## start

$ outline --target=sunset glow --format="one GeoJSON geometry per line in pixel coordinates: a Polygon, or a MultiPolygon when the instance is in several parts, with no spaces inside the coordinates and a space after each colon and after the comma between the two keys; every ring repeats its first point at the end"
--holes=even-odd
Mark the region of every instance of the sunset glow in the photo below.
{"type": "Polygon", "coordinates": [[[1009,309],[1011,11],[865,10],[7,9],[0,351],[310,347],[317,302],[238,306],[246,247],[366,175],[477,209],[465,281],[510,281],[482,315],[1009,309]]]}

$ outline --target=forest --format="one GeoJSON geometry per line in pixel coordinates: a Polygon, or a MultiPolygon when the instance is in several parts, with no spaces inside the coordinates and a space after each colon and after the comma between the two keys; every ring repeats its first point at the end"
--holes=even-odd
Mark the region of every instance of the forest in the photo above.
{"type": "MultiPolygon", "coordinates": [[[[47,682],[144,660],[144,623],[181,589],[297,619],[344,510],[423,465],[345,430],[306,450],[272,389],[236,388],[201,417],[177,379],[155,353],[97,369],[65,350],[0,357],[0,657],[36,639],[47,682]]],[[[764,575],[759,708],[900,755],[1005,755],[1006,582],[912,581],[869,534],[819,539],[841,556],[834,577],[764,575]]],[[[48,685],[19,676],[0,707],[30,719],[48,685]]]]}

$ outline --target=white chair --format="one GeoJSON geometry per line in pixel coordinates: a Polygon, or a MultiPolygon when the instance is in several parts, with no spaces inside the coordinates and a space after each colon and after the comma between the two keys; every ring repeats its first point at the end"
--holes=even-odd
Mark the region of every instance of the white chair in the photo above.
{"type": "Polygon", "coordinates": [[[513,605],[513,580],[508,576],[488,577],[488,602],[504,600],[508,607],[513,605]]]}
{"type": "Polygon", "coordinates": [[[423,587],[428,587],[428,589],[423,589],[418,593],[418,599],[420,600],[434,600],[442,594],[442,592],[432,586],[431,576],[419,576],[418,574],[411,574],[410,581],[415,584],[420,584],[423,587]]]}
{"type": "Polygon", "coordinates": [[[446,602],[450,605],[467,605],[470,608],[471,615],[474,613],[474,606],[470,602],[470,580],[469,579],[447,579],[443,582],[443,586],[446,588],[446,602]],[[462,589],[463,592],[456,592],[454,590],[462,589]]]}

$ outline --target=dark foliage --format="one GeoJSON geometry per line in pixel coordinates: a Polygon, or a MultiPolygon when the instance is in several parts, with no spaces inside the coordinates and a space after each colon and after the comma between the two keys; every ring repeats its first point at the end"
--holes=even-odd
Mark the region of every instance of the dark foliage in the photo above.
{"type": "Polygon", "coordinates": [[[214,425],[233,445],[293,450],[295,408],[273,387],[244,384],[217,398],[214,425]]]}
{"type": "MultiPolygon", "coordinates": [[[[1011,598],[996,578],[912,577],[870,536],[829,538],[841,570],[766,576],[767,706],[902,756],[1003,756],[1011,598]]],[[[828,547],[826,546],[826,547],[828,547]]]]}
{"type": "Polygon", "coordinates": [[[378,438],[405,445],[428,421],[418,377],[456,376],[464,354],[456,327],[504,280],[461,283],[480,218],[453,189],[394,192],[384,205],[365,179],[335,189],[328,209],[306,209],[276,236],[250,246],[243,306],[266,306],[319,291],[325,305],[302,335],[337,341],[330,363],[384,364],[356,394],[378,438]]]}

## end
## start

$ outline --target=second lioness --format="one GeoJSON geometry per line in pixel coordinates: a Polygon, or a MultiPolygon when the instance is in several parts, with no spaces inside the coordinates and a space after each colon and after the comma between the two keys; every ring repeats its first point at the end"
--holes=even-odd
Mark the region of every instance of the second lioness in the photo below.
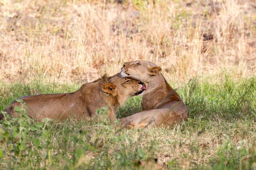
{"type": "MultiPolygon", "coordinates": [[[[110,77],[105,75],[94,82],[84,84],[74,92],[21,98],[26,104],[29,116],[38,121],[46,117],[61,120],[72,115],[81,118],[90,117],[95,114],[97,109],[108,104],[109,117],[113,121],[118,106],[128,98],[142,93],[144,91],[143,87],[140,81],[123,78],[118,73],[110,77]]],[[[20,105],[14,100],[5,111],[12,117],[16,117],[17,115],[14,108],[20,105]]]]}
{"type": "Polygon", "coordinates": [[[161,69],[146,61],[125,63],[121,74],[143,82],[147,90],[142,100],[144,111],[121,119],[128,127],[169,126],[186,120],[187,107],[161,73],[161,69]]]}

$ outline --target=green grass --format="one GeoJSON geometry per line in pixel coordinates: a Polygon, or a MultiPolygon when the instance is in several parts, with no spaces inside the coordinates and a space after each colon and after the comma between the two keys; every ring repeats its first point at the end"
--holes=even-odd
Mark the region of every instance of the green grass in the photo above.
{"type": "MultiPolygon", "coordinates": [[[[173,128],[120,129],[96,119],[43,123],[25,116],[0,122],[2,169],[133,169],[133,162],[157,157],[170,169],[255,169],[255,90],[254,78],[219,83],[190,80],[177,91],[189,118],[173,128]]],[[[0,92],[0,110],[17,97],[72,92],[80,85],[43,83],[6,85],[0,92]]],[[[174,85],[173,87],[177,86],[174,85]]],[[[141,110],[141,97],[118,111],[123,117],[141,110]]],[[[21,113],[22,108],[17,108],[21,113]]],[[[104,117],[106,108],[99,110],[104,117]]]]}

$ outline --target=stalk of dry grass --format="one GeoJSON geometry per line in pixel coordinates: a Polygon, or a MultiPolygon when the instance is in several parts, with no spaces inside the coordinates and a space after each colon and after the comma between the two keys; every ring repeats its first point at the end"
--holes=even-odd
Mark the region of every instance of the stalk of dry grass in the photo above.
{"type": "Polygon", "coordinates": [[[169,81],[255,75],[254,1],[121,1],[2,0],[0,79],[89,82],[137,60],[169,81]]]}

## end
## start

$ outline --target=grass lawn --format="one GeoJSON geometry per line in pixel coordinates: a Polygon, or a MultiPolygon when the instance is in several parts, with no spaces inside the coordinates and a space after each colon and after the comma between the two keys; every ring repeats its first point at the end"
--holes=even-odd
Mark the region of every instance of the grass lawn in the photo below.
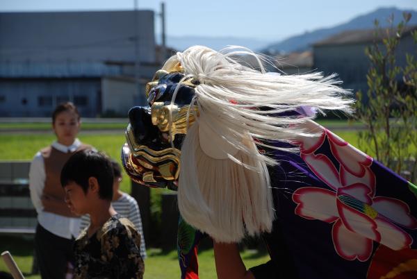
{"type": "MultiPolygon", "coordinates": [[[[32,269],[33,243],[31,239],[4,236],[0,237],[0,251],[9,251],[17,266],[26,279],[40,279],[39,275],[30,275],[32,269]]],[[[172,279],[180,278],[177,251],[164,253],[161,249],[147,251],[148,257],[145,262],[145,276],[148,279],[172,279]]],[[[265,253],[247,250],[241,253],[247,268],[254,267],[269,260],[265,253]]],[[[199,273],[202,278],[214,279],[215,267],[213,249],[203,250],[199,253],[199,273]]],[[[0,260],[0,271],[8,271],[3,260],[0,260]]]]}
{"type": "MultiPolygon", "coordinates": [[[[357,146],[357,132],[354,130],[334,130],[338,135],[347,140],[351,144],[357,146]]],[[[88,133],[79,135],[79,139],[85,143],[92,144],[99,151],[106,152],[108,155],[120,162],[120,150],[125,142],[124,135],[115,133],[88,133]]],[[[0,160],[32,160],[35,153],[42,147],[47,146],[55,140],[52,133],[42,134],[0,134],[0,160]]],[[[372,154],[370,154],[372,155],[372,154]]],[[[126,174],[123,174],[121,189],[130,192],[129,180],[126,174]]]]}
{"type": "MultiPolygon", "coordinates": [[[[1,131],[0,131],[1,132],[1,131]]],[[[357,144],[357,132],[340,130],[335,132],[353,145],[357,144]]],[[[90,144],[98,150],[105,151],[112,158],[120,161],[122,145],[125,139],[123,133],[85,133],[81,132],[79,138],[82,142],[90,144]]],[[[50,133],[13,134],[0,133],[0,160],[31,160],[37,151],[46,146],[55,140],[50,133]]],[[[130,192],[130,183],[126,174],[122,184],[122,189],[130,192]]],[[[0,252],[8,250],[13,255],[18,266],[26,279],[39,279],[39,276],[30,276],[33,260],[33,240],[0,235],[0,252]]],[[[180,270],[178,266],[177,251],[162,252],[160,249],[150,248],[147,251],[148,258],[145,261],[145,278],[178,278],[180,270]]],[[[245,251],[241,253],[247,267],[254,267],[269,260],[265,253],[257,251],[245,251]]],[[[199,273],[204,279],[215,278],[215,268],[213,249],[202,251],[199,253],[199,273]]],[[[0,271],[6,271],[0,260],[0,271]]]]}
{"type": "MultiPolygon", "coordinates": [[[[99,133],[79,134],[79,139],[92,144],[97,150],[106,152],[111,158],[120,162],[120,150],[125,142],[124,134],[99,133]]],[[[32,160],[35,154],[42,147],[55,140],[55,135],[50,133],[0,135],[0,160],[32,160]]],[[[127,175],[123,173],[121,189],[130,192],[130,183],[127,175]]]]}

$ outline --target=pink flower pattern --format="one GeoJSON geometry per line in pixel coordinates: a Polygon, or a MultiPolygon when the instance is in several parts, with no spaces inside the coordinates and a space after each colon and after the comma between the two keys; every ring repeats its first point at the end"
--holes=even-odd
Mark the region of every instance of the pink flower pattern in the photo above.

## end

# Exercise aim:
Can you copy the lines from the one with "outline --target=white chair" to the one with "Mark the region of every instance of the white", both included, character for character?

# Output for this exercise:
$ outline --target=white chair --format="one GeoJSON geometry per line in pixel coordinates: a Polygon, or a MultiPolygon when the instance is in several parts, with no spaces inside the coordinates and a space after each colon and after the comma between the two keys; every ring repeats its first point at the end"
--holes=even-odd
Mark the region of every instance of the white chair in the photo above.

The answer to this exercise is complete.